**EXCERPTED TEXT:**
· · · · · · ·
Do not include `ORDER BY`, `LIMIT`, or `OFFSET` in your own query — the system controls these.

**Automatic checkpoint reset**

The system computes a fingerprint over the fields that define the ordered row stream: `driver`, `host`, `port`, `database`, `query`, `time_column`, `id_column`, and `initial_time`. When any of these fields change, the checkpoint is automatically invalidated and the next fetch restarts from `initial_time`. Editing field mappings or severity mappings **does not** trigger a checkpoint reset and will not replay historical rows.

### Field Mapping

Field mapping controls which database columns (or constant values) are mapped to which fields of the Standard Alert Event.

#### Standard Field Mapping (fields)

Each mapping rule specifies a **target field** (a Standard Event field name) and a **rule**. Three rule types are supported:

| Rule Type | `type` Value | `value` Description                                                                                                                                                             |
| :-------: | :----------: | :------------------------------------------------------------------------------------------------------------------------------------------------------------------------------ |
|   Column  |   `column`   | Reads the value of the named column from the database row directly. Example: `"type": "column", "value": "alert_title"` reads the `alert_title` column.                         |
|  Constant |    `const`   | A fixed string applied to every row. Example: `"type": "const", "value": "Critical"` always sets the field to `Critical`.                                                       |
|  Template |  `template`  | A Go template string that can reference any column in the row. Example: `"type": "template", "value": "{{.host}}: {{.message}}"` concatenates the `host` and `message` columns. |

When the target field is `event_time`, the system automatically converts the column value to a Unix timestamp in seconds. Supported input formats include `time.Time`, Unix milliseconds (integer), `"2006-01-02T15:04:05"`, `"2006-01-02 15:04:05"`, and other common datetime representations.
· · · · · · ·
**RAW DATA:**

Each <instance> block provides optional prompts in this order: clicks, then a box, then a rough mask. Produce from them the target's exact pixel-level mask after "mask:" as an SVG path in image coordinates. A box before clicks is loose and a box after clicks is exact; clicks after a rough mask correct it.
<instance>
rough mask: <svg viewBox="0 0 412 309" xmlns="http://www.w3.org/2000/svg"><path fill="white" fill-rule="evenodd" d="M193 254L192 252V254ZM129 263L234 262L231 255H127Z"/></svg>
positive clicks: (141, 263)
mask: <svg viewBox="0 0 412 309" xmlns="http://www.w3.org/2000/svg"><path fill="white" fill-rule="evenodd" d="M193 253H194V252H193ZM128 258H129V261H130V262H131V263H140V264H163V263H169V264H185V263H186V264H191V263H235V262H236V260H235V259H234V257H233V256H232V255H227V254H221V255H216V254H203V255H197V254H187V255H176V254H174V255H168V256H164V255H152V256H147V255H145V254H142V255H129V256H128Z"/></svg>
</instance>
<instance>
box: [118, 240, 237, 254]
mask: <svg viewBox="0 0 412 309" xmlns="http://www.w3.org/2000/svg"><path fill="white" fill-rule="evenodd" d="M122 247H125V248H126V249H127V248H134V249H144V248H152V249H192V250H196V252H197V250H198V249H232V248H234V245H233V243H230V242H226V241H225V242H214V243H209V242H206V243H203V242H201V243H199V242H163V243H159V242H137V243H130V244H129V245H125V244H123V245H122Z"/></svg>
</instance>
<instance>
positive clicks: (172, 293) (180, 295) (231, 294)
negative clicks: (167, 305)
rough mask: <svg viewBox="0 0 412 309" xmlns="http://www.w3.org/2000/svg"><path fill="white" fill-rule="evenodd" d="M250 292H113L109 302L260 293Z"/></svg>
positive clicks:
· · · · · · ·
**ABOUT THIS EXERCISE:**
Return the stretch of the database alert-ingestion text from "Do not include" through "replay historical rows.", copying it word for word.

**FINAL ANSWER:**
Do not include `ORDER BY`, `LIMIT`, or `OFFSET` in your own query — the system controls these.

**Automatic checkpoint reset**

The system computes a fingerprint over the fields that define the ordered row stream: `driver`, `host`, `port`, `database`, `query`, `time_column`, `id_column`, and `initial_time`. When any of these fields change, the checkpoint is automatically invalidated and the next fetch restarts from `initial_time`. Editing field mappings or severity mappings **does not** trigger a checkpoint reset and will not replay historical rows.